*** The input

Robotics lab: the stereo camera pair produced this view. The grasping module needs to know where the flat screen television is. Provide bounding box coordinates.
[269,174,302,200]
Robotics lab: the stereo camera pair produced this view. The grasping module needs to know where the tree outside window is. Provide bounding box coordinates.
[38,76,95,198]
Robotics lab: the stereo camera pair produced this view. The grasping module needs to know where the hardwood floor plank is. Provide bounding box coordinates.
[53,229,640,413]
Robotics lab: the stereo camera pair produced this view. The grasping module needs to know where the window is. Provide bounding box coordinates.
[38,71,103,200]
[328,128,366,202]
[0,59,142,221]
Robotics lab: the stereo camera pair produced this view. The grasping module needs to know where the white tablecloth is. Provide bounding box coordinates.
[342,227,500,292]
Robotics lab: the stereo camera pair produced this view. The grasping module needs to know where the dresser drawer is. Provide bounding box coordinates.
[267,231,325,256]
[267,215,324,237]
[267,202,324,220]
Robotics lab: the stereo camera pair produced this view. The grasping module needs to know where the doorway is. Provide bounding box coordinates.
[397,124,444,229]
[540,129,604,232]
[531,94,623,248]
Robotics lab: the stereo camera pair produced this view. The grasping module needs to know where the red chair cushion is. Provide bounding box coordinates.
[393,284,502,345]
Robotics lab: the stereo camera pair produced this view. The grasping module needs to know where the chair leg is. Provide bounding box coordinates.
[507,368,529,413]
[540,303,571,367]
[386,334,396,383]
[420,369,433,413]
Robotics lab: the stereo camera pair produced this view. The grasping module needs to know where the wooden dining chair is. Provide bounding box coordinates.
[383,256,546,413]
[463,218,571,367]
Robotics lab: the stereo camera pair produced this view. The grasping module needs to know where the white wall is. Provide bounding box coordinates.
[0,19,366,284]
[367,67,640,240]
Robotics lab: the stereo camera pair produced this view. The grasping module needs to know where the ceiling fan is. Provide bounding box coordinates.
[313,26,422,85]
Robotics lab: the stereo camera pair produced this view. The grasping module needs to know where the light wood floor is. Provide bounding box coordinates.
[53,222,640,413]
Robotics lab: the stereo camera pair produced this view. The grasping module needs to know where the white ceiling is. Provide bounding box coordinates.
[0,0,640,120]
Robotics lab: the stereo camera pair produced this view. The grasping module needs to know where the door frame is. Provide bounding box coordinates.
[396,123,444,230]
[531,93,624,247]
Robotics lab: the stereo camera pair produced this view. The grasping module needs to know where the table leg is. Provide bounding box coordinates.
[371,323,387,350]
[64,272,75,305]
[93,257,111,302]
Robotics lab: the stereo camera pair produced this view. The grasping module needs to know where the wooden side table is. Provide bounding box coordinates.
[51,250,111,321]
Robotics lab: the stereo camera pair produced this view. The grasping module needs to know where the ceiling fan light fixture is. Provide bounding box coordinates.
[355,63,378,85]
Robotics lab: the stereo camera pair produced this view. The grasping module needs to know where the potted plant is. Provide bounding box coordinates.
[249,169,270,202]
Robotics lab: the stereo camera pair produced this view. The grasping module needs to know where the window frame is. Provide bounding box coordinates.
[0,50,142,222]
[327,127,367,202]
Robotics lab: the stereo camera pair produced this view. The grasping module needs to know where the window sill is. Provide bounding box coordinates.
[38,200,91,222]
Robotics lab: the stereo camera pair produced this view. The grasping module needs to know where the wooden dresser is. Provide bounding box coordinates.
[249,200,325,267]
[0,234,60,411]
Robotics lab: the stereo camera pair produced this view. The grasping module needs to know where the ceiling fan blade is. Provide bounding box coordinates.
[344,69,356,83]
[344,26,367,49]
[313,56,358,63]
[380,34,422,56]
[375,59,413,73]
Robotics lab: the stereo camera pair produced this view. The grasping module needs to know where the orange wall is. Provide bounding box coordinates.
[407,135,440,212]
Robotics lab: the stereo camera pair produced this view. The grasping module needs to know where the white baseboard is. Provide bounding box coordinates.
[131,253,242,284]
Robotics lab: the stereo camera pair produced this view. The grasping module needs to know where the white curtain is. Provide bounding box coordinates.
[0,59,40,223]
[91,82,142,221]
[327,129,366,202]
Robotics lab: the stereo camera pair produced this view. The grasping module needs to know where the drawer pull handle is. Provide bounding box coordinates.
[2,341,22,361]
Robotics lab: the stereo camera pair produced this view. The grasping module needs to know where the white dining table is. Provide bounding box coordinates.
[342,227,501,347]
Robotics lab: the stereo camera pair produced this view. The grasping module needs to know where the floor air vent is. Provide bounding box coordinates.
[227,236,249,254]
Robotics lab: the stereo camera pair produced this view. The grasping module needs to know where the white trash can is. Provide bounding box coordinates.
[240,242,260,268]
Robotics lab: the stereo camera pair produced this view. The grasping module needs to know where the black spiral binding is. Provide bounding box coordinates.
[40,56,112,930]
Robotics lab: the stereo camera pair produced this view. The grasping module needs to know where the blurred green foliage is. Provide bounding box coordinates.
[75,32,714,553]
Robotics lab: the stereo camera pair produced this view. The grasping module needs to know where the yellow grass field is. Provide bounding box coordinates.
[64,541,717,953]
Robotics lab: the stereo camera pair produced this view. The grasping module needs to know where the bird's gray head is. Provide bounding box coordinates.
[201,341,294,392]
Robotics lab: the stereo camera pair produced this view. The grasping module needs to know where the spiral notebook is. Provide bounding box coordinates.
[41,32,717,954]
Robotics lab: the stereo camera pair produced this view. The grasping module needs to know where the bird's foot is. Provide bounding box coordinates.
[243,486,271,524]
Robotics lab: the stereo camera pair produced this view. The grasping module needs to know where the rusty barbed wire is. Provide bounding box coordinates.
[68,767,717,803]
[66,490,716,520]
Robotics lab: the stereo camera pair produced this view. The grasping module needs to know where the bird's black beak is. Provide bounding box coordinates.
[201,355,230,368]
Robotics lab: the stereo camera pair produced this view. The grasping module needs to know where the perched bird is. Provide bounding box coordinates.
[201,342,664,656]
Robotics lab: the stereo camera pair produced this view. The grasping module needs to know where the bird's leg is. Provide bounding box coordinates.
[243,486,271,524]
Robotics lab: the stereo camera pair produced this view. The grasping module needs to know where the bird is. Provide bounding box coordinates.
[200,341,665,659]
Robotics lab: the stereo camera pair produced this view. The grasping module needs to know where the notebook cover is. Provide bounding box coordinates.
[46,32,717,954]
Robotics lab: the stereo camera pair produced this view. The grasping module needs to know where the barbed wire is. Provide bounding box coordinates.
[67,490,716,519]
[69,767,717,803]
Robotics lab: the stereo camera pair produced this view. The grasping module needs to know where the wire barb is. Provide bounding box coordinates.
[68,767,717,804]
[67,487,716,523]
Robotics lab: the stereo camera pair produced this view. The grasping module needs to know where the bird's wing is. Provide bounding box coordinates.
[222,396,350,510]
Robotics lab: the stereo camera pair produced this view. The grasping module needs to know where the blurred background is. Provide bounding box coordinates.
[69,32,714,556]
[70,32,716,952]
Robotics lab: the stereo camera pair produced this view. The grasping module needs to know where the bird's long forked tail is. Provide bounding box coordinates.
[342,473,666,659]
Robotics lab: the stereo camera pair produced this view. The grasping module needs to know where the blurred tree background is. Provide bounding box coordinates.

******

**Your instructions**
Rewrite the listing from the line with "the barbed wire is. Provide bounding box coordinates." to the line with "[70,32,716,952]", both lines included, and keep every request as it stands. In that span, increase each bounding box coordinate in the answers by 108.

**Response to the task**
Robotics lab: the stereo camera pair produced this view. The grasping module needs to know where the barbed wire is. Provide bounding box coordinates.
[175,598,824,627]
[177,875,825,911]
Robotics lab: the stereo camera pair produced this view. The grasping module needs to know where the wire barb is. Provide bounding box coordinates.
[176,875,825,912]
[175,595,824,631]
Robotics lab: the stereo camera pair produced this view. The grasping module needs to know where the bird's wing is. Provide bounding box coordinates.
[330,504,458,618]
Robotics lab: the stereo camera pair produced this view. The grasping module needs to know where the blurred background is. Provide bounding box coordinates.
[177,140,822,664]
[178,140,824,1060]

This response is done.